* _Material for this task_:

###

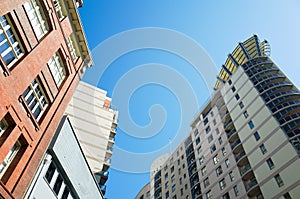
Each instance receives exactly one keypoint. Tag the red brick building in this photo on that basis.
(43, 54)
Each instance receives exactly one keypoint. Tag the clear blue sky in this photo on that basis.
(144, 82)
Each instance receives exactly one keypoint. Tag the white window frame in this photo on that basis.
(11, 40)
(57, 69)
(71, 48)
(36, 18)
(36, 90)
(9, 158)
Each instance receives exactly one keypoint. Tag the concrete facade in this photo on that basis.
(245, 141)
(43, 56)
(64, 160)
(95, 125)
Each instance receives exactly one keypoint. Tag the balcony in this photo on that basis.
(235, 145)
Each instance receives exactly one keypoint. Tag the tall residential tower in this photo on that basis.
(245, 141)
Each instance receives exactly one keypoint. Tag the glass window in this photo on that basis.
(222, 184)
(9, 158)
(241, 104)
(206, 182)
(10, 49)
(57, 69)
(209, 195)
(219, 170)
(227, 163)
(71, 48)
(212, 148)
(279, 180)
(216, 159)
(210, 139)
(256, 135)
(236, 191)
(251, 124)
(270, 163)
(231, 176)
(36, 99)
(263, 149)
(203, 170)
(246, 114)
(36, 17)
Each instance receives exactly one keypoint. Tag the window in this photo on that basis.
(241, 105)
(236, 191)
(227, 163)
(210, 139)
(173, 178)
(222, 184)
(173, 188)
(251, 124)
(3, 126)
(246, 114)
(35, 99)
(166, 175)
(10, 48)
(287, 196)
(36, 18)
(57, 69)
(203, 170)
(212, 148)
(201, 160)
(58, 9)
(216, 159)
(209, 195)
(9, 158)
(167, 194)
(205, 121)
(219, 170)
(226, 196)
(199, 150)
(166, 185)
(263, 149)
(172, 169)
(50, 172)
(233, 89)
(256, 135)
(224, 151)
(206, 182)
(71, 48)
(220, 140)
(207, 130)
(231, 176)
(279, 180)
(270, 163)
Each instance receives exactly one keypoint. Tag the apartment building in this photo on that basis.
(94, 122)
(43, 54)
(245, 141)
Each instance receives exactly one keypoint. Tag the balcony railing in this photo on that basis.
(245, 169)
(235, 144)
(239, 156)
(251, 184)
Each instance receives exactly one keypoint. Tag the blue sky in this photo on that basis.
(158, 91)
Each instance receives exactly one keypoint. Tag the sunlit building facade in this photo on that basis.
(43, 54)
(245, 141)
(95, 123)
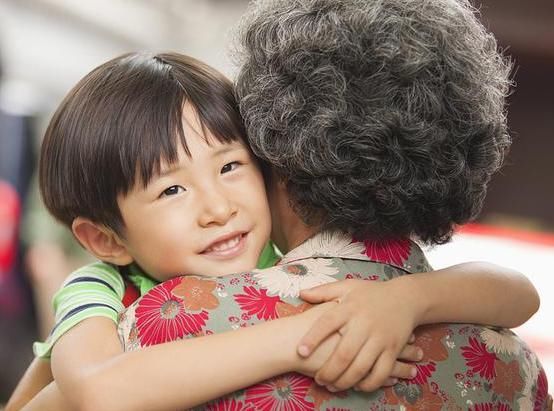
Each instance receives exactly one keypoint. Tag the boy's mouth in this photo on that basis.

###

Edit the material above by changing each "Tag" to "Mark" and keeping everything else the same. Omit the pictures from your answer.

Each instance receives exactly one keypoint. Mark the red brick building in this photo on that basis.
(43, 54)
Each instance receives exactly one keypoint. Mark the clear blue sky in this photo on that basis.
(144, 82)
Each instance receives exactly one keypoint. Mark the white window frame in this photo on that basis.
(11, 40)
(57, 69)
(71, 48)
(36, 18)
(36, 90)
(9, 158)
Each instance receives exactly one keypoint. Mark the concrete facade in this photo on that basis.
(245, 141)
(43, 56)
(64, 160)
(95, 125)
Each instance receives exactly one keypoint. Mark the balcony in this photo on that basis.
(235, 145)
Each instance receives exactly one keypoint. Mark the tall residential tower in this photo on that basis.
(245, 141)
Each instance receives exactly one keypoint. Mark the glass window in this photo on that basis.
(222, 184)
(9, 158)
(241, 104)
(206, 182)
(10, 49)
(57, 69)
(209, 195)
(219, 170)
(227, 163)
(71, 48)
(212, 148)
(279, 180)
(216, 159)
(210, 139)
(256, 135)
(236, 191)
(251, 124)
(270, 163)
(231, 176)
(36, 99)
(263, 149)
(203, 170)
(246, 114)
(36, 17)
Each instance receives exactly one keypoint. Mark the window in this photo on that basis.
(241, 105)
(236, 191)
(227, 163)
(210, 139)
(173, 178)
(222, 184)
(173, 188)
(251, 124)
(3, 126)
(246, 114)
(35, 99)
(166, 175)
(10, 48)
(287, 196)
(36, 18)
(57, 69)
(203, 170)
(212, 148)
(201, 160)
(58, 9)
(216, 159)
(209, 195)
(9, 158)
(167, 194)
(205, 121)
(219, 170)
(226, 196)
(199, 150)
(166, 185)
(263, 149)
(172, 169)
(50, 172)
(233, 89)
(256, 135)
(224, 151)
(206, 182)
(71, 48)
(220, 140)
(207, 130)
(231, 176)
(279, 180)
(270, 163)
Each instance receives exactly one keypoint. Mark the apartment building in this photo on that basis.
(94, 122)
(43, 54)
(245, 141)
Each instance receives exactly one keypoint. Mark the balcony railing in this photo on that basis.
(245, 169)
(235, 144)
(239, 156)
(251, 184)
Each instance receives exactly one keypoint. Mark the blue sky in this photo on that basis.
(158, 91)
Each instance receives exactly one keypoint. Mark the sunlit building facade in this photo on that basis.
(43, 54)
(245, 141)
(95, 123)
Each instance receives exactly one keypoint. Mark the boy's mouth in this photo on that basis.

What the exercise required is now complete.